**PROBLEM TO SOLVE:** Transcribe verbatim every line from the line containing "mane, one line per instance." to the end of the entries, including both endpoints. Output nothing beyond those lines.

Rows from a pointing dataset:

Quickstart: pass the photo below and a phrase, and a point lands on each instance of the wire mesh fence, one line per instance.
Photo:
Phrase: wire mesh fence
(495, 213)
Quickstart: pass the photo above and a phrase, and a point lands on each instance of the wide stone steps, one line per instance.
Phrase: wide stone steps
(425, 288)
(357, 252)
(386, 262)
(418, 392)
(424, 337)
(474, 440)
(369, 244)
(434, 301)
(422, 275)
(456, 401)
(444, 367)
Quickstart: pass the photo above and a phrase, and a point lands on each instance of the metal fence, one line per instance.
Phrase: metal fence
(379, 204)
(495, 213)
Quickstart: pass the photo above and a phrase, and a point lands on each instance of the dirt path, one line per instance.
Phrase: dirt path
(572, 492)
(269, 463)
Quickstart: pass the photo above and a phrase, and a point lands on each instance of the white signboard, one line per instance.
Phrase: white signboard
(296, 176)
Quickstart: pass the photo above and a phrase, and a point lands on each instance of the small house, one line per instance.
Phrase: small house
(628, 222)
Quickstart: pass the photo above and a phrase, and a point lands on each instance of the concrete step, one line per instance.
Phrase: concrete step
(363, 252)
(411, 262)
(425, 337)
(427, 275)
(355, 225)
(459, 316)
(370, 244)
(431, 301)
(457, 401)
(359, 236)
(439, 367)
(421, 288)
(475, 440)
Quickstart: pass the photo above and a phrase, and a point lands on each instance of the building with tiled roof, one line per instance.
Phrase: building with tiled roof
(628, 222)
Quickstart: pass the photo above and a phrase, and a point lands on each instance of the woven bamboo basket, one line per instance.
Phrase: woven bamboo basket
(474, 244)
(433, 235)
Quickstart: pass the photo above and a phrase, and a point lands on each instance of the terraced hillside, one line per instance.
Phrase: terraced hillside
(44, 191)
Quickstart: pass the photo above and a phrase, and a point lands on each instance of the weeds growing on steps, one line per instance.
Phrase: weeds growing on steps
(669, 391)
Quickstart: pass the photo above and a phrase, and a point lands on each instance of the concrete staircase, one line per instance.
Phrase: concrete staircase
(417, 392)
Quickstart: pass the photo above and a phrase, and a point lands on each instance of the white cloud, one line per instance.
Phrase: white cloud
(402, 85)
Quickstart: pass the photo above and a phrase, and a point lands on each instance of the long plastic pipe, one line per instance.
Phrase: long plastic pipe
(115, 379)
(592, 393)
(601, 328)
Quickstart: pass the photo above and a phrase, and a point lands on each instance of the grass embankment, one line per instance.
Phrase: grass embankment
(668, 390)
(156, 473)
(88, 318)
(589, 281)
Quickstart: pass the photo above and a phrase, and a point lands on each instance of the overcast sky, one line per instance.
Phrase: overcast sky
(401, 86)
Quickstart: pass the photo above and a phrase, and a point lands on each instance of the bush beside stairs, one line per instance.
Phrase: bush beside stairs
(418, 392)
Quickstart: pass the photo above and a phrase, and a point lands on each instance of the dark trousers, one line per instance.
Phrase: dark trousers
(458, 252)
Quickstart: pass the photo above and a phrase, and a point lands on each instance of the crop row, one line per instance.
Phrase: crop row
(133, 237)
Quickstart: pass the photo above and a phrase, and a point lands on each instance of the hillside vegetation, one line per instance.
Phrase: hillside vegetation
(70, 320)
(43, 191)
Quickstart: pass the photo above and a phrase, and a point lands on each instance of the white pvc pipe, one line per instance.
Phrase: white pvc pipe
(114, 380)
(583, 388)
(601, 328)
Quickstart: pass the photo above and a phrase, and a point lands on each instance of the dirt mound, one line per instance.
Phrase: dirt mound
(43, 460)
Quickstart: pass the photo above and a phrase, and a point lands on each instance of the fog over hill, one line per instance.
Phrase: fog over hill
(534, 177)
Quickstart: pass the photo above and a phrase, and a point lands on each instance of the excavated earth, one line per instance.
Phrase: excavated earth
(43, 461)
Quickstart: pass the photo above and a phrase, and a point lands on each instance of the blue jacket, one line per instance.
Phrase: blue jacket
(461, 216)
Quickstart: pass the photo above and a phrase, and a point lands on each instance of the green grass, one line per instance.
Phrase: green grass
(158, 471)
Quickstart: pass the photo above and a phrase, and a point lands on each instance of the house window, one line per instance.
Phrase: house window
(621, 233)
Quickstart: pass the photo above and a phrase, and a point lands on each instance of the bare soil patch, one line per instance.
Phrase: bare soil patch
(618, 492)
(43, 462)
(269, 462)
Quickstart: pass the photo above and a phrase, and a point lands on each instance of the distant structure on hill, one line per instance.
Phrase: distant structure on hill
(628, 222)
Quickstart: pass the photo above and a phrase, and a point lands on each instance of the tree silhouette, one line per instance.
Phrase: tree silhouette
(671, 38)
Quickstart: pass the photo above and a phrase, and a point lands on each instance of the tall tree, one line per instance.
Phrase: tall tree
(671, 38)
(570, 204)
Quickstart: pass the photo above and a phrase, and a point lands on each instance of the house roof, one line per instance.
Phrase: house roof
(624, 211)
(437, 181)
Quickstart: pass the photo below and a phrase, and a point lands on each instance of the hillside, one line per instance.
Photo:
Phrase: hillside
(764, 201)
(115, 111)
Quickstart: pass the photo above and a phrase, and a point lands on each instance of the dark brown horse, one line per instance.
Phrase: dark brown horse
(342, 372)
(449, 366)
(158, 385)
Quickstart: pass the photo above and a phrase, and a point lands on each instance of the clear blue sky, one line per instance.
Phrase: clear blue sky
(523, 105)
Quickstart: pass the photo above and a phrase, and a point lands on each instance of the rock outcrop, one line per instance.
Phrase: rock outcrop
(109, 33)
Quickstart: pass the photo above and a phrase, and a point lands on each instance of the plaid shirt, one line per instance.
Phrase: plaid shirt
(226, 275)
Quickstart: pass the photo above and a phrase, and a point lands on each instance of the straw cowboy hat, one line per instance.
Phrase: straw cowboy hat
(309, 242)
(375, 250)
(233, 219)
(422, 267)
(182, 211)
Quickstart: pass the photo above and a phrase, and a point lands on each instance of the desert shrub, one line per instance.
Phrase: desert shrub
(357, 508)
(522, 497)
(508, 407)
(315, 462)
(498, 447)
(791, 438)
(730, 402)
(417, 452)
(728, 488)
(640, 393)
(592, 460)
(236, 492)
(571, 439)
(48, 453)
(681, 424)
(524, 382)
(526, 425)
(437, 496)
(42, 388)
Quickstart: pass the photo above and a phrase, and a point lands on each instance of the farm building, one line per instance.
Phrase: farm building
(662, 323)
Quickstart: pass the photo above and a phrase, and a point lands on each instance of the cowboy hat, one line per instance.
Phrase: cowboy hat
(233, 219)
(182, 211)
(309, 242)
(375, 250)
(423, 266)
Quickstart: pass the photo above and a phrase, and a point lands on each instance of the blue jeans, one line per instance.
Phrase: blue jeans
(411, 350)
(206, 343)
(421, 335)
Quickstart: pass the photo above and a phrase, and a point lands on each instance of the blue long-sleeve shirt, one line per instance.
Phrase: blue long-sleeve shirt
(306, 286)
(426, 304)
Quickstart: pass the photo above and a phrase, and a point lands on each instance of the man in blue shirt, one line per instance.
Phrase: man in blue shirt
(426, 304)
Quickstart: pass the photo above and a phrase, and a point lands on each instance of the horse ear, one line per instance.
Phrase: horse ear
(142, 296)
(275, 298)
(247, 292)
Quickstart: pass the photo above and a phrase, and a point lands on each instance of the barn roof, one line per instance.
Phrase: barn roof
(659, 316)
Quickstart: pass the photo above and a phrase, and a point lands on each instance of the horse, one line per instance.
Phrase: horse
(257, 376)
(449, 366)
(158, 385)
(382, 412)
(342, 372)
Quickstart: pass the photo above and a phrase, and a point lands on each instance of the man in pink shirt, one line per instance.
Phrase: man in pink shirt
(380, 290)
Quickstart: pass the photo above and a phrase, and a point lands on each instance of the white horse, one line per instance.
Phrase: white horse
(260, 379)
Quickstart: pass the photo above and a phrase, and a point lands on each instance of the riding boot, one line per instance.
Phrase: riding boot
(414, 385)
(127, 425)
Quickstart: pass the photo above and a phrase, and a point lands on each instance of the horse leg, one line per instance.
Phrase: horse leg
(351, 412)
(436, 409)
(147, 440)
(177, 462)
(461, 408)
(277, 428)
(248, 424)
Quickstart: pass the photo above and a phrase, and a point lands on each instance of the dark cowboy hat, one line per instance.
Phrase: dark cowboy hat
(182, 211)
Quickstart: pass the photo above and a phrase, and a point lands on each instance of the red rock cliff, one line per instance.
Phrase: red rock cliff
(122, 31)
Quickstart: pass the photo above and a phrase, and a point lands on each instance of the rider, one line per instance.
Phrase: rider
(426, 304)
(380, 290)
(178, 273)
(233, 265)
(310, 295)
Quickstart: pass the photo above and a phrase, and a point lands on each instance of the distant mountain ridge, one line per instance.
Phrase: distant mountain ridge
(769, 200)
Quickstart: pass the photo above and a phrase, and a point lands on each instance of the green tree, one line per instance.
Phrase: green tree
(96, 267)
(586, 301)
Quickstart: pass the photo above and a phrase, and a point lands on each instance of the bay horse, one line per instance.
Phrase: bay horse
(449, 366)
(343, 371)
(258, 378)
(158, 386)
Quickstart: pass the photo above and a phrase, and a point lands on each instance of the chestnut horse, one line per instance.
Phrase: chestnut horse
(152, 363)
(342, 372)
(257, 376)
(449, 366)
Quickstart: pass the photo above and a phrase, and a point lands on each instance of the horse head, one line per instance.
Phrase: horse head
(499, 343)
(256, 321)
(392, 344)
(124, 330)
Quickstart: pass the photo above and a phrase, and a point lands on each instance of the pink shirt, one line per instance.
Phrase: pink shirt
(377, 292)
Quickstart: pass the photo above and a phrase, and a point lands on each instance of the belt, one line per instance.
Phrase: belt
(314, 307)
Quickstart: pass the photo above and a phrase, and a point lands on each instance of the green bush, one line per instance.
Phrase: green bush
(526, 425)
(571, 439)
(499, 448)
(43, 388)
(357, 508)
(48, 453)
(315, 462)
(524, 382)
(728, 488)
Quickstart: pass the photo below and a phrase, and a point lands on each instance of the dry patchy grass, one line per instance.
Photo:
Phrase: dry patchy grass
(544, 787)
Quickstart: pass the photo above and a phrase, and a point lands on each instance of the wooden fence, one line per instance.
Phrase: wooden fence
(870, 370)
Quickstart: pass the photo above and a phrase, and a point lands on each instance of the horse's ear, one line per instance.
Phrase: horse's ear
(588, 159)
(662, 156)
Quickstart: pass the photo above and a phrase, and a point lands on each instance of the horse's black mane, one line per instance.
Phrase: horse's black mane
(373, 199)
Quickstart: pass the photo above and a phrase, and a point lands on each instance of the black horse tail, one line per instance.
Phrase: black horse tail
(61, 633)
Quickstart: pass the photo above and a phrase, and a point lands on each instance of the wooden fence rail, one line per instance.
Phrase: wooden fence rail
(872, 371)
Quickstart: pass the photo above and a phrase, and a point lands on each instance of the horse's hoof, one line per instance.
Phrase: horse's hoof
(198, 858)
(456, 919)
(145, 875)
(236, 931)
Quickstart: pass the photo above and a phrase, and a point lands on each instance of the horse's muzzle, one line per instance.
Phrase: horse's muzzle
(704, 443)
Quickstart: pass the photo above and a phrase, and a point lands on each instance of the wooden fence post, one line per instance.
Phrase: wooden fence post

**CORRECT ANSWER:**
Quickstart: pass the photo above and a phrase, and a point lands on each instance of the horse's black mane, one line per instance.
Phrase: horse's black mane
(373, 199)
Quickstart: pass the photo above and a phrase, and a point lands on each instance of the black horse tail, one line per instance.
Phrase: black horse tail
(61, 633)
Quickstart: pass the photo above and a phrase, and a point lands on each instance of the wooden fence rail, one line per instance.
Phrase: wooden fence rail
(872, 371)
Quickstart: pass the photo above and a phrase, and a point lands on each instance of the horse's hoof, one line per instance.
Phrase: horse's hoof
(198, 858)
(456, 919)
(145, 875)
(236, 931)
Quickstart: pass the photo above and a phrase, and a point lands on each instance of the horse's muzzle, one line per instance.
Phrase: horse's muzzle
(704, 443)
Quickstart: pass the photo above and a phrase, and a point lands on each instance of the wooden fence post, one line per instance.
Phrase: wooden fence post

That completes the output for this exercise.